→ Data for processing
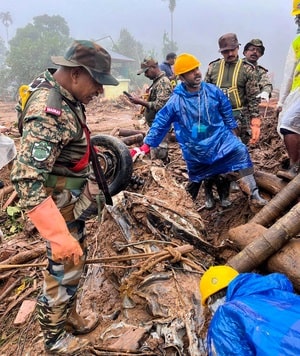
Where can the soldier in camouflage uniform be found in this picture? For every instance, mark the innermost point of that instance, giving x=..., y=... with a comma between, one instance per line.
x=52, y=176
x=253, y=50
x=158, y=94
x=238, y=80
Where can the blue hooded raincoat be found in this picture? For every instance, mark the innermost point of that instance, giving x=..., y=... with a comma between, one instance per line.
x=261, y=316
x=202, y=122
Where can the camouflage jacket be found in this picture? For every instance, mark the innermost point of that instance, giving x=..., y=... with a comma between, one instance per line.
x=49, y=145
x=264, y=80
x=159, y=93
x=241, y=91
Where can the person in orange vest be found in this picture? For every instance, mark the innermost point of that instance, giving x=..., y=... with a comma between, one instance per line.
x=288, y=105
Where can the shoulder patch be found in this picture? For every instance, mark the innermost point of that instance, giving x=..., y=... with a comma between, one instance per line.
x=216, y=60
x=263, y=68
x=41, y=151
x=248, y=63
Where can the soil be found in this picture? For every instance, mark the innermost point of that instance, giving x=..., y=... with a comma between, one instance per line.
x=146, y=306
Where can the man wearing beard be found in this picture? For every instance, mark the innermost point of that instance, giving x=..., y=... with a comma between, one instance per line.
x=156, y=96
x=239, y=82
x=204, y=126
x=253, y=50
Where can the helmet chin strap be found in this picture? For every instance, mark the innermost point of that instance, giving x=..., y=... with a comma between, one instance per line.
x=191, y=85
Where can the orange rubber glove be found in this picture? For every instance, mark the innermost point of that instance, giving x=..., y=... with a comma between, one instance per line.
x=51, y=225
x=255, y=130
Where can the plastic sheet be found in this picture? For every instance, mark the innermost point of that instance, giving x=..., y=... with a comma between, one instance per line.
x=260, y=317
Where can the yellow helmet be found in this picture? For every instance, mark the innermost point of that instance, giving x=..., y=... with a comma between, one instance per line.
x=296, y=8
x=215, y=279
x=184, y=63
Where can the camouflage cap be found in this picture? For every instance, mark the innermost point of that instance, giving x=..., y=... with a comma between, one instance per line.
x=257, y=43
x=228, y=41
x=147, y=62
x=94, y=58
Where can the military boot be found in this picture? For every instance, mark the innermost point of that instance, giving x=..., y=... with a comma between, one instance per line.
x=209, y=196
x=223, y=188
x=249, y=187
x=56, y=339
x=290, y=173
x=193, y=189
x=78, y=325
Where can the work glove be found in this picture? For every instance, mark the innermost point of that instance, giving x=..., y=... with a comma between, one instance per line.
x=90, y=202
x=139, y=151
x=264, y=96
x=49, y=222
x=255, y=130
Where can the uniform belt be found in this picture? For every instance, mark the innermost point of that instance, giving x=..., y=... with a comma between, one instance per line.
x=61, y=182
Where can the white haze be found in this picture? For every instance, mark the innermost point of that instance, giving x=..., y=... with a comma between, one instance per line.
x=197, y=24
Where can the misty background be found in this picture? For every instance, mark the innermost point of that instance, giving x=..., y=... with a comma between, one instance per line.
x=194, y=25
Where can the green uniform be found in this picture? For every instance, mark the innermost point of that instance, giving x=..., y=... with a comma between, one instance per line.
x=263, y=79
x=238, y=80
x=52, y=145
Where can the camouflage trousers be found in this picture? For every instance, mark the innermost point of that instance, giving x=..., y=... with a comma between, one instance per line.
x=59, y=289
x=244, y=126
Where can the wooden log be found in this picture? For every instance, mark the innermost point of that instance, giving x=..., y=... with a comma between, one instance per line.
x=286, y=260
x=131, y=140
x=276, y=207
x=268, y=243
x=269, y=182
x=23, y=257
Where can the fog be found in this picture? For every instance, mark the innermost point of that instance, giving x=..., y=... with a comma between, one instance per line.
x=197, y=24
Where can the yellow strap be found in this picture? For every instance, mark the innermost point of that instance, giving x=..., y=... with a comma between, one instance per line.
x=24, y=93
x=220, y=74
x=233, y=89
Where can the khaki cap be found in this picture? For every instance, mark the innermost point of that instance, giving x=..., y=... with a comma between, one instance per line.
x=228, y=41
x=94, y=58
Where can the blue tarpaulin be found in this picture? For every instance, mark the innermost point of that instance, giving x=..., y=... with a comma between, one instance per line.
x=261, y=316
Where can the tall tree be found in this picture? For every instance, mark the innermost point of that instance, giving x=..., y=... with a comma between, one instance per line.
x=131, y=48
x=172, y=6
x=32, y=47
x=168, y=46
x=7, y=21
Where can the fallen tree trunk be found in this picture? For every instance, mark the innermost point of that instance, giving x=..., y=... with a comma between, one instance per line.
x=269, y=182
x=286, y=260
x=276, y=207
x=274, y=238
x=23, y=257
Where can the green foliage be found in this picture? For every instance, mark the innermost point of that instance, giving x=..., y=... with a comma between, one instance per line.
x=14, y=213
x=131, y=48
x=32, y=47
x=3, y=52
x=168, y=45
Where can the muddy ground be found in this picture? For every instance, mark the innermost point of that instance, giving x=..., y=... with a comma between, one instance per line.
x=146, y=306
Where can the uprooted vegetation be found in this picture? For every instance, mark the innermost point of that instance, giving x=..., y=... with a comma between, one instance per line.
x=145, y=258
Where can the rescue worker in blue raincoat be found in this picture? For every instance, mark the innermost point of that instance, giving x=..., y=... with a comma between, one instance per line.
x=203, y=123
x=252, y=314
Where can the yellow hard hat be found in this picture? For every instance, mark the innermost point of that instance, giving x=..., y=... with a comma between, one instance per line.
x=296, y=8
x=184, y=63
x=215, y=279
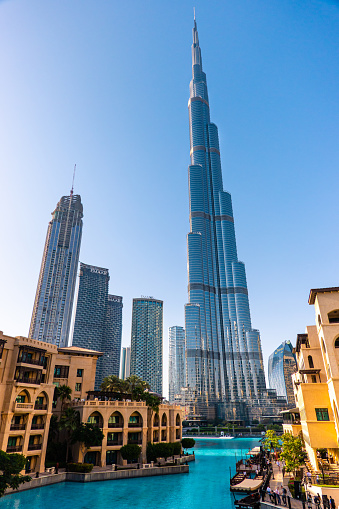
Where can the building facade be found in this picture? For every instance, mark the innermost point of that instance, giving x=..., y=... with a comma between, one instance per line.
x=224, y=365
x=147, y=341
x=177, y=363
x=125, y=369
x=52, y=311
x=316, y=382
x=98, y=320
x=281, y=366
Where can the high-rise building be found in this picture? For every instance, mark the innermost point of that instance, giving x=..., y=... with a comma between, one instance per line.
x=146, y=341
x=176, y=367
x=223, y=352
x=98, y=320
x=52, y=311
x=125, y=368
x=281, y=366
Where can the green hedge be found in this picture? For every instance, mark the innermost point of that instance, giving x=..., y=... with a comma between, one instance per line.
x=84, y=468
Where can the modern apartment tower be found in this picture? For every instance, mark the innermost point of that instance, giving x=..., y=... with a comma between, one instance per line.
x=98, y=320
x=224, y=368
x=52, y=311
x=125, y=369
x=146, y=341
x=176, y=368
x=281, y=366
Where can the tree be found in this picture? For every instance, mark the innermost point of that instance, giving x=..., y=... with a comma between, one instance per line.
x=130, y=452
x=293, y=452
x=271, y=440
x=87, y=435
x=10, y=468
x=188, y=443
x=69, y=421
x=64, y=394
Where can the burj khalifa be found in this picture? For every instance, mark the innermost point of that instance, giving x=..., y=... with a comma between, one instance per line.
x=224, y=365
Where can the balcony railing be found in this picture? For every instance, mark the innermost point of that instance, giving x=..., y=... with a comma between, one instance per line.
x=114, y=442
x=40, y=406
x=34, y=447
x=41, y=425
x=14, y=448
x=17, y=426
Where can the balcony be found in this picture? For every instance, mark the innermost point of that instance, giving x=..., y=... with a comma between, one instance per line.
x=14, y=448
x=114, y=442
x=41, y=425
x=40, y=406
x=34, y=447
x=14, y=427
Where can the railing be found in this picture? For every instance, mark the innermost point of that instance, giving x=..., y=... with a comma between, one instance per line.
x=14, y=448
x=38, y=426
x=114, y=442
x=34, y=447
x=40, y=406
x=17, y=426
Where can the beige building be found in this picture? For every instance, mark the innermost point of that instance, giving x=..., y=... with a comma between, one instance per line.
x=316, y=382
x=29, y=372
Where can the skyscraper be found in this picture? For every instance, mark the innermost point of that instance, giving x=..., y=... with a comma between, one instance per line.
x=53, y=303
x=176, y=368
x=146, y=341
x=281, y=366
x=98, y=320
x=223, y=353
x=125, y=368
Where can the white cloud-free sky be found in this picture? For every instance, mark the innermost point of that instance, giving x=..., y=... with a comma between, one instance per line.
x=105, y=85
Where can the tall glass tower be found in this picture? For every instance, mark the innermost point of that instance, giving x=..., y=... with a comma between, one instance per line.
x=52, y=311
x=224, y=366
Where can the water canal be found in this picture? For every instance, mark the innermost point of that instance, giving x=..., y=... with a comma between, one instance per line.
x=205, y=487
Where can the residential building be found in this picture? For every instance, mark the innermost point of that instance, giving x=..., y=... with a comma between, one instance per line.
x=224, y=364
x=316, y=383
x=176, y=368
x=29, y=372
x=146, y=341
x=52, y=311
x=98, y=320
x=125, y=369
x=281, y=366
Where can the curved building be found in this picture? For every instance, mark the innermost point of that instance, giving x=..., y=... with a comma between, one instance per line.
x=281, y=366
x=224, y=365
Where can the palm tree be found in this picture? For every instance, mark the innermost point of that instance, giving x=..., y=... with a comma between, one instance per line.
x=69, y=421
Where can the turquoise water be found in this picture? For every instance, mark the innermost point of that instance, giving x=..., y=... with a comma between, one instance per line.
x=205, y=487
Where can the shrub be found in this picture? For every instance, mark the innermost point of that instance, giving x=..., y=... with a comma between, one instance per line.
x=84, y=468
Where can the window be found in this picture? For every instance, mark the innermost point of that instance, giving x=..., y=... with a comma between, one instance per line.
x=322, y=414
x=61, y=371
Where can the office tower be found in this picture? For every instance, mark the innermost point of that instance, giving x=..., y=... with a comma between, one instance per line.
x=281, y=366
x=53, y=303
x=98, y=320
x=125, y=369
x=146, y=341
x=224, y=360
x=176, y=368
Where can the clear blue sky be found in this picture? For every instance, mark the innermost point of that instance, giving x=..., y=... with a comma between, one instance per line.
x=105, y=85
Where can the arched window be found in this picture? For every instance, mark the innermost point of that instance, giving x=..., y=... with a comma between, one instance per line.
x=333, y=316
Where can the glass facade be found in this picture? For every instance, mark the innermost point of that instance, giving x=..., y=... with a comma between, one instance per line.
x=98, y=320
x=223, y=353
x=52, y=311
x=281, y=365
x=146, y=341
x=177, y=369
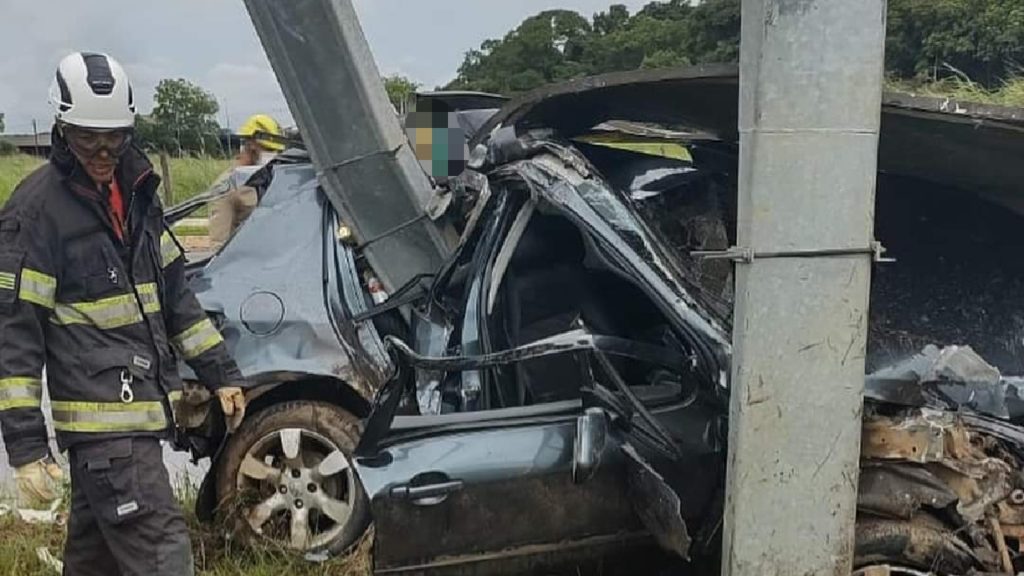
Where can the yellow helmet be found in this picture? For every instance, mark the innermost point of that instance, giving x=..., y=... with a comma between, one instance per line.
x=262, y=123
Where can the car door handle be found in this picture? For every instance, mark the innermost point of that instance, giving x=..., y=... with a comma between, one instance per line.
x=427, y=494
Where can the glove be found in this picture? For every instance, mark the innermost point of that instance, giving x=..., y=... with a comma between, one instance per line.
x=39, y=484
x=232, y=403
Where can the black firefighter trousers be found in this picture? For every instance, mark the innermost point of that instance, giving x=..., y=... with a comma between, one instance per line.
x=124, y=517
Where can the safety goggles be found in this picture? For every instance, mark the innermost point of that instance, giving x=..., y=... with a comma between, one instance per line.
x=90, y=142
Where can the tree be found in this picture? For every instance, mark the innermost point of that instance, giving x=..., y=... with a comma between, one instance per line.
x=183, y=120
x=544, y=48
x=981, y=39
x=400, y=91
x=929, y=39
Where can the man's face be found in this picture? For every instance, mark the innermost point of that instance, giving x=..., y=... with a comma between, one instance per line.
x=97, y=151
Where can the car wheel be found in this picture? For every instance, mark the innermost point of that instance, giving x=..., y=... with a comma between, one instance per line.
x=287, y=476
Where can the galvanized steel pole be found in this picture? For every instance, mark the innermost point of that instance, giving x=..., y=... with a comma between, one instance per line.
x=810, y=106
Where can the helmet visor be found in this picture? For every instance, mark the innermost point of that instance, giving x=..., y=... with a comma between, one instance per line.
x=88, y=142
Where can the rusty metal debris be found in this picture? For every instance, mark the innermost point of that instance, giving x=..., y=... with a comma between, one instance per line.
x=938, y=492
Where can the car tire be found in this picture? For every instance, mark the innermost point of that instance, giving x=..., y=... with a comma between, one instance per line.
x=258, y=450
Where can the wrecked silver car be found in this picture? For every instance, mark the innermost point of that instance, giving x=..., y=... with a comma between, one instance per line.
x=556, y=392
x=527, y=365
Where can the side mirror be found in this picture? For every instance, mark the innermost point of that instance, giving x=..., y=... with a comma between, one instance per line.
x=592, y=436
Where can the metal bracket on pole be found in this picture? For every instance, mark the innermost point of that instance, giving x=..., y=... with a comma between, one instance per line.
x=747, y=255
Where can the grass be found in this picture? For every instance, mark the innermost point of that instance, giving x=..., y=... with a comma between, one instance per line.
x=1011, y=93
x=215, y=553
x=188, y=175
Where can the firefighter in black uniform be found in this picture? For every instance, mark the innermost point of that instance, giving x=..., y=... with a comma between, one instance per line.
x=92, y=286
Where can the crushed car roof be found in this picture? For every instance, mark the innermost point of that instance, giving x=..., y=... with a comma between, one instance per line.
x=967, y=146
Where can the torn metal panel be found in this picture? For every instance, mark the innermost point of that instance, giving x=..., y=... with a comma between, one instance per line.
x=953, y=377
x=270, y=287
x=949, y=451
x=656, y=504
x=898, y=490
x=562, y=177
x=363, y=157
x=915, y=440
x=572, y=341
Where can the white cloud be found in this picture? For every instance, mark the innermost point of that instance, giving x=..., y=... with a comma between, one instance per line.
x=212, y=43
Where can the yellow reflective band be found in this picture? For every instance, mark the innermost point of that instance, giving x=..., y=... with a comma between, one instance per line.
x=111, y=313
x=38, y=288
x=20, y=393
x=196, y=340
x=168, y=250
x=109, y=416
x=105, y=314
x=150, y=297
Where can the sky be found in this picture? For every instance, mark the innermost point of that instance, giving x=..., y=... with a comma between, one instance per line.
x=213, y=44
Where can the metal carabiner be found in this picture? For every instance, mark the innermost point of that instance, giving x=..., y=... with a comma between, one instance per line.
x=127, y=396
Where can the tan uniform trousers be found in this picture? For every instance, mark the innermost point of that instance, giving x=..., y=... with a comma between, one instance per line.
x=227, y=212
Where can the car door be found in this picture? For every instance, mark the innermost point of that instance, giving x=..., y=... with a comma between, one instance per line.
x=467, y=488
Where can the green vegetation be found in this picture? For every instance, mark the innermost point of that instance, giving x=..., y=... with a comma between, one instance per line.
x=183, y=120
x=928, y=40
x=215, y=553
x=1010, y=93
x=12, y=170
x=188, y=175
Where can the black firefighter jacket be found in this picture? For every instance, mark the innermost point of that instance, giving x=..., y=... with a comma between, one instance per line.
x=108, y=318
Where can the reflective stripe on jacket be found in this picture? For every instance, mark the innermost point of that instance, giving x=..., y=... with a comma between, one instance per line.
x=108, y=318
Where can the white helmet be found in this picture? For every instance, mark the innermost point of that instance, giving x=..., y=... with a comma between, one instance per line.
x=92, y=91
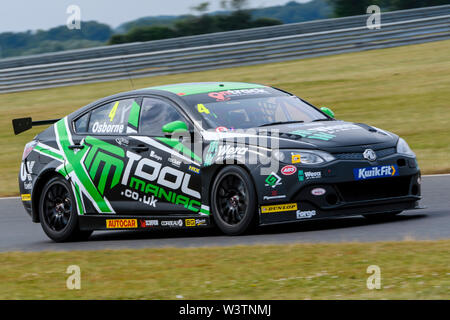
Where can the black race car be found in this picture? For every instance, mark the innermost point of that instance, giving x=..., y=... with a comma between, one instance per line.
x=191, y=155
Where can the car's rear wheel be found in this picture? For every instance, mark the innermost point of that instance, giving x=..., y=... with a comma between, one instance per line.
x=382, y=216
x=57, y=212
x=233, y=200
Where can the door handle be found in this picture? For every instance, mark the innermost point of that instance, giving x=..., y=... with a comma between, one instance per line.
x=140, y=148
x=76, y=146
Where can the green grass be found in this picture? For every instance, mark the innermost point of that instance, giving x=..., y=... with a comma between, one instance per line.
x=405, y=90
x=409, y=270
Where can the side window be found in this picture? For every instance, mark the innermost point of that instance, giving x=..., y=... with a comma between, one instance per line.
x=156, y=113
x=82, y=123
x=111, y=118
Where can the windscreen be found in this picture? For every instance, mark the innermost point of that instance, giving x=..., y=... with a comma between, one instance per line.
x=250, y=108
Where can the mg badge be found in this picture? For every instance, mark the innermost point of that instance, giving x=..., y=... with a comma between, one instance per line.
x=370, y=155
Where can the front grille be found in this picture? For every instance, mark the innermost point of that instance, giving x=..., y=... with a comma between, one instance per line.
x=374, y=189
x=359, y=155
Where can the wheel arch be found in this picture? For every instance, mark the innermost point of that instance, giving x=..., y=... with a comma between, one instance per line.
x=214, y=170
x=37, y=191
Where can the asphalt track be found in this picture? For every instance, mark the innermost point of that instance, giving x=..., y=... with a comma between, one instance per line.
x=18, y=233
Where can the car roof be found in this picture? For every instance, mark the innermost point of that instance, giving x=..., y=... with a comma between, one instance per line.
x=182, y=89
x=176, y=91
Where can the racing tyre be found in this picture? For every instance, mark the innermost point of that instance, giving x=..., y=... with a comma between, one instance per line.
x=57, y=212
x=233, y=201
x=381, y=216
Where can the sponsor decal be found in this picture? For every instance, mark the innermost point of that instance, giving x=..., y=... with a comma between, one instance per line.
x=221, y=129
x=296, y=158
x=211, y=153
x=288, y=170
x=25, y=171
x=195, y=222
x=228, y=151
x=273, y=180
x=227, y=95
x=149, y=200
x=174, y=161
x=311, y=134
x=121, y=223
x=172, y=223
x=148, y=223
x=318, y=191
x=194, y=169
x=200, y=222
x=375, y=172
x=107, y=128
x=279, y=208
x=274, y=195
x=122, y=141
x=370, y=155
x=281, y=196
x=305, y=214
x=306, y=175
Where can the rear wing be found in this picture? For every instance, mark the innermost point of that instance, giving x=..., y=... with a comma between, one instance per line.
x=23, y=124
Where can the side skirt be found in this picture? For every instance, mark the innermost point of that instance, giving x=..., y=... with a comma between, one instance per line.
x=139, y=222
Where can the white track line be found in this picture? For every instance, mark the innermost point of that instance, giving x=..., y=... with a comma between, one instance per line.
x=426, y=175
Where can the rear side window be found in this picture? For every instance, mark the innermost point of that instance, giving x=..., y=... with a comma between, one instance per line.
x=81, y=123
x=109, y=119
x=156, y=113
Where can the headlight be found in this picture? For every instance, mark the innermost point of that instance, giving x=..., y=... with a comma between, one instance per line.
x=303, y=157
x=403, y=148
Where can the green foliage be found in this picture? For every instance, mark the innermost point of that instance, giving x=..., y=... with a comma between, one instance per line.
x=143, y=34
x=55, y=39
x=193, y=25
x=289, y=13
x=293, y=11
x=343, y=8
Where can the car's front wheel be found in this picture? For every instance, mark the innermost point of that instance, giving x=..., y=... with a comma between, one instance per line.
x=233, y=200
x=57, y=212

→ Task objective
The line with "Where can the car's front" and all the lines after it in the records above are to be output exactly, with nothing added.

→ Result of this task
Where can the car's front wheel be found in this picture? For every instance, mark the innermost point of that instance, giving x=..., y=... with a comma between, one instance per line.
x=233, y=200
x=57, y=212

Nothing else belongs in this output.